Task brief >>
Please quote only the lines that start at the one with "bush and put a dot on each instance?" and go on to the last line of the data, both ends kept.

Record list >>
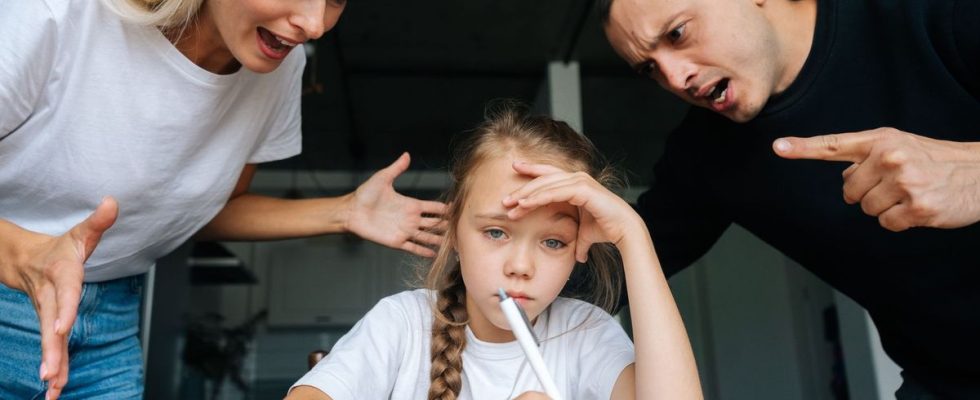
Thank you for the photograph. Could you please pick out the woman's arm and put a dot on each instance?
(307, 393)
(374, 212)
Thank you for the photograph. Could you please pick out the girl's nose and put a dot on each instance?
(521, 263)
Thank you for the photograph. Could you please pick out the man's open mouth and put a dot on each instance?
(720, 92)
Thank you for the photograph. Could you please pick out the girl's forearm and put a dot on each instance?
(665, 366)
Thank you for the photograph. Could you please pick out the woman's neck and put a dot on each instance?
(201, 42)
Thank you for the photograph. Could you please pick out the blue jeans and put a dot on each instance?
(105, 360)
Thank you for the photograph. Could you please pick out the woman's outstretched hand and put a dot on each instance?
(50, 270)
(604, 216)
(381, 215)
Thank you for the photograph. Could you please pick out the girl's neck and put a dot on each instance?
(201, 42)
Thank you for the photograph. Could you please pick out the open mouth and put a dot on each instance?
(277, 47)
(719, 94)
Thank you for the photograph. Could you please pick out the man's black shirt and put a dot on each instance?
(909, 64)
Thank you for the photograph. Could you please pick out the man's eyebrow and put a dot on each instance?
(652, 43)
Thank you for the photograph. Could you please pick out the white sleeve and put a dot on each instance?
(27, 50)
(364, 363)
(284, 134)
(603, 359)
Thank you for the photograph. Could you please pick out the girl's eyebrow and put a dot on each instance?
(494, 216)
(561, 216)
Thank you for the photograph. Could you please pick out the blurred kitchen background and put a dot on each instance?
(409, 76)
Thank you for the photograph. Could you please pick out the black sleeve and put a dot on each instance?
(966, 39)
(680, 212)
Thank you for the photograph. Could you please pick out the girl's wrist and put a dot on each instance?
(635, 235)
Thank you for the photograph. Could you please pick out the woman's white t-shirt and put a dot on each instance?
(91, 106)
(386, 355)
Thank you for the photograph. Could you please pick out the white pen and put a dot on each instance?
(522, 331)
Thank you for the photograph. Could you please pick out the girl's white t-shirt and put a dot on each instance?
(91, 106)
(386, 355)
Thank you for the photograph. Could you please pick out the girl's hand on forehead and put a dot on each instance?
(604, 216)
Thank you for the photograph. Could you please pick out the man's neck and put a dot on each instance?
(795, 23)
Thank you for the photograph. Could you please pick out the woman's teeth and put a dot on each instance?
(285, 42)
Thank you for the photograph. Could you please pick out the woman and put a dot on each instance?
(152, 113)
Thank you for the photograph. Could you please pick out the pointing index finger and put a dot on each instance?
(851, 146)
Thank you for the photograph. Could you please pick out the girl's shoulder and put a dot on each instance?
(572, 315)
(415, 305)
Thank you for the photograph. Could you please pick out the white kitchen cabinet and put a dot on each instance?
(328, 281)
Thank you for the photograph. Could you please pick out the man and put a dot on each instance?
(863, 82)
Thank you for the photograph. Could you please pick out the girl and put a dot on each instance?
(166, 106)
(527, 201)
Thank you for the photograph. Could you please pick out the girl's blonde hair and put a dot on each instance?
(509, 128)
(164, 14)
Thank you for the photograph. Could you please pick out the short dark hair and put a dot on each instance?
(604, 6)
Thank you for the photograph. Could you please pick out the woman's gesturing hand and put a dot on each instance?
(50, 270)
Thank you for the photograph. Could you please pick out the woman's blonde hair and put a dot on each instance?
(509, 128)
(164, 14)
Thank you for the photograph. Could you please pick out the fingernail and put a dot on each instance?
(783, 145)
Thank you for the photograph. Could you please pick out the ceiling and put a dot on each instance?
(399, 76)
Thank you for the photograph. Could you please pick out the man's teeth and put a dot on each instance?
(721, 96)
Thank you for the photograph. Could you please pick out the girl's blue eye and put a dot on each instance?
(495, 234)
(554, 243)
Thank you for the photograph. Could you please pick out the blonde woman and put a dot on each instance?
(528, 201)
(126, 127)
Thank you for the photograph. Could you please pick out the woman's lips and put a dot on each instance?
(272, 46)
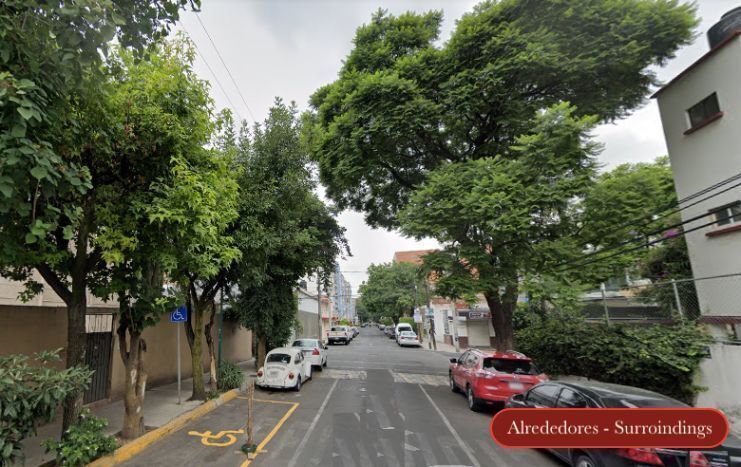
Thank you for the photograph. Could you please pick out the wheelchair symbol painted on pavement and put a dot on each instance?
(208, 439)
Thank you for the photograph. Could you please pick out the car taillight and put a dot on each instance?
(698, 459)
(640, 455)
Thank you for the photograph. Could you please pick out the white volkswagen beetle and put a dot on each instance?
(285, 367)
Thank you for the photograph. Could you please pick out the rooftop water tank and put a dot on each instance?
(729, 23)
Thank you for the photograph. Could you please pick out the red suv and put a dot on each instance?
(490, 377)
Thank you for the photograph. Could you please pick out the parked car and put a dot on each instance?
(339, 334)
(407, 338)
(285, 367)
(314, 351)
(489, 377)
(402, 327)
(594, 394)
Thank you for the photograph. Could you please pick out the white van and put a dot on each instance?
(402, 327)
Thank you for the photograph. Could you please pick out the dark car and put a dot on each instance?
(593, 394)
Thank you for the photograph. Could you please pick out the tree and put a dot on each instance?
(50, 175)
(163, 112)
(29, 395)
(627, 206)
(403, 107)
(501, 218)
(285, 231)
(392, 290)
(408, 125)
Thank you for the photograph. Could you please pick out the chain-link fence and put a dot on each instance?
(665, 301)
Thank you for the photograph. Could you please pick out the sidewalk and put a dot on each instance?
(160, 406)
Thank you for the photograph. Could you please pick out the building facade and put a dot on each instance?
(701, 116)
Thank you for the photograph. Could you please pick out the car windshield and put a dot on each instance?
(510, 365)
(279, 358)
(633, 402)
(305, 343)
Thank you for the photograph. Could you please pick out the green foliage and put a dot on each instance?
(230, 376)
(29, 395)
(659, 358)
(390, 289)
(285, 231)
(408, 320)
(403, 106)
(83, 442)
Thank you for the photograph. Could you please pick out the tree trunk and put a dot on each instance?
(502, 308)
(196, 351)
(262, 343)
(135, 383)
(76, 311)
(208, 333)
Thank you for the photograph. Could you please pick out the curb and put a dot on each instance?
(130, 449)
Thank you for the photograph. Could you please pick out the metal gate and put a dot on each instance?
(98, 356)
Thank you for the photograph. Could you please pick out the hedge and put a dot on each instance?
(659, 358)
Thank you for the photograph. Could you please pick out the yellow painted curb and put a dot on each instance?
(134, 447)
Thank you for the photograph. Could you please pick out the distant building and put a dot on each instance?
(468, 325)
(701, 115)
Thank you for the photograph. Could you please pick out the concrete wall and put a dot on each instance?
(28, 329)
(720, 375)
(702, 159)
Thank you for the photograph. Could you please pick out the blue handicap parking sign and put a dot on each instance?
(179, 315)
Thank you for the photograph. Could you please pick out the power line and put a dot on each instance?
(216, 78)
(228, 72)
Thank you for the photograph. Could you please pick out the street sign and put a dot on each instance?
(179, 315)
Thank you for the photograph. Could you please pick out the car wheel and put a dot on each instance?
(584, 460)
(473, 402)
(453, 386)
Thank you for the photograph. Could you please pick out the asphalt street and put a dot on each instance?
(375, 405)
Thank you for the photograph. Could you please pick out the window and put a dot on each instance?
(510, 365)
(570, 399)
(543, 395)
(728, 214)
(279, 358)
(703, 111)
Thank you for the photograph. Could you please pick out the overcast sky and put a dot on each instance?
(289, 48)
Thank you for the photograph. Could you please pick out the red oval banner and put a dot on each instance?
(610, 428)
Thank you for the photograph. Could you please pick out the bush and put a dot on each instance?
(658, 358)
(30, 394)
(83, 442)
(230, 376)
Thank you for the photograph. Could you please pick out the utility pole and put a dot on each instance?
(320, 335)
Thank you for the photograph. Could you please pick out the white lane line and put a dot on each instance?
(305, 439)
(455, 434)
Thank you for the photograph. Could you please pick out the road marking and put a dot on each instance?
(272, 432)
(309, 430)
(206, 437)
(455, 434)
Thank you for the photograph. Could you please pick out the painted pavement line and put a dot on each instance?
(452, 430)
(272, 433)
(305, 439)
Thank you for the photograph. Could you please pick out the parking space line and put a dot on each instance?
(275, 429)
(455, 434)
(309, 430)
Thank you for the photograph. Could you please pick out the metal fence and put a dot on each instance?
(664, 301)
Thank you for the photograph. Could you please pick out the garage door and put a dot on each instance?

Full answer >>
Thank you for the photograph. Could you please pick out the bush and put a dot on each instance?
(658, 358)
(30, 394)
(83, 442)
(230, 376)
Thank you for the photograph. Could you please pick out the utility pole and put a dot on each instance?
(320, 335)
Thank you for the photograph. Could you please pick out the white lane line and put a dot on each instance?
(305, 439)
(455, 434)
Thank you for the photograph. Could you please pick out the road marking and put a dot on each instance?
(272, 432)
(309, 430)
(206, 437)
(455, 434)
Thank you for the photograph. Could you please pick out the painted pavement line and put a dot on each instance?
(452, 430)
(272, 433)
(305, 439)
Thank you for the photograph. Could you please pick out the parking space line and put a dot on each instance?
(275, 429)
(455, 434)
(309, 430)
Thank you for the photograph. Could you please pick out the metal fence and put a dot on each instance?
(664, 301)
Thank you for the photograph. Could you please pick out the garage door and put a dot on each instance?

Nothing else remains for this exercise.